[WORK REQUEST]
Copy out each line of the data that holds the string "rough".

(Saved data entries)
# # # # #

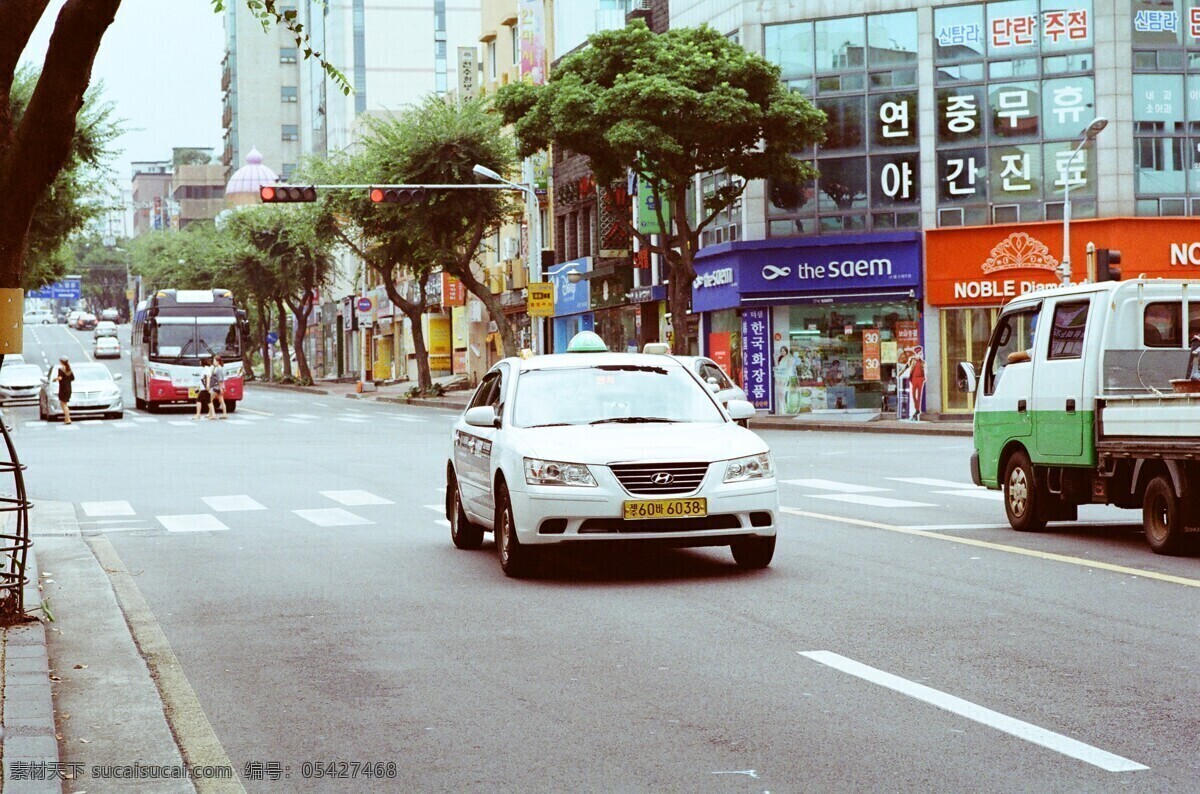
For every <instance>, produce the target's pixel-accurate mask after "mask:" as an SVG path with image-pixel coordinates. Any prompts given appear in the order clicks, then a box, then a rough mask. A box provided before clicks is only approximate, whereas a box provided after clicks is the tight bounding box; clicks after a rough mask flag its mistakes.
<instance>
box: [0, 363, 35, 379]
mask: <svg viewBox="0 0 1200 794" xmlns="http://www.w3.org/2000/svg"><path fill="white" fill-rule="evenodd" d="M41 377H42V371H41V369H38V368H37V367H35V366H34V365H31V363H22V365H17V366H16V367H5V368H4V372H0V380H4V381H5V383H8V381H18V380H34V381H36V380H40V379H41Z"/></svg>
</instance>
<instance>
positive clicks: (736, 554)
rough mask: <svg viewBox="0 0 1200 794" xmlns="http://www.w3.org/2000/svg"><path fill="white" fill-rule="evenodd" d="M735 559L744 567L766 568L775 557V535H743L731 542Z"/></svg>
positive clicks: (731, 545)
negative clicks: (753, 535)
mask: <svg viewBox="0 0 1200 794" xmlns="http://www.w3.org/2000/svg"><path fill="white" fill-rule="evenodd" d="M730 551H731V552H733V561H734V563H737V564H738V566H739V567H744V569H764V567H767V566H768V565H770V560H772V558H774V557H775V536H774V535H772V536H770V537H743V539H742V540H737V541H733V542H732V543H730Z"/></svg>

# # # # #

[TASK ANSWER]
For every <instance>, produce the target's pixel-accurate mask after "mask:" as an SVG path with image-pixel coordinates. Any prompts given appear in the order clicks, then a box, then a rough mask. A box provided before clicks is only approximate, whereas a box provided after clicks is the tight bounding box; clicks after a rough mask flag its mistakes.
rough mask: <svg viewBox="0 0 1200 794" xmlns="http://www.w3.org/2000/svg"><path fill="white" fill-rule="evenodd" d="M735 559L744 567L766 568L775 557V535H743L731 542Z"/></svg>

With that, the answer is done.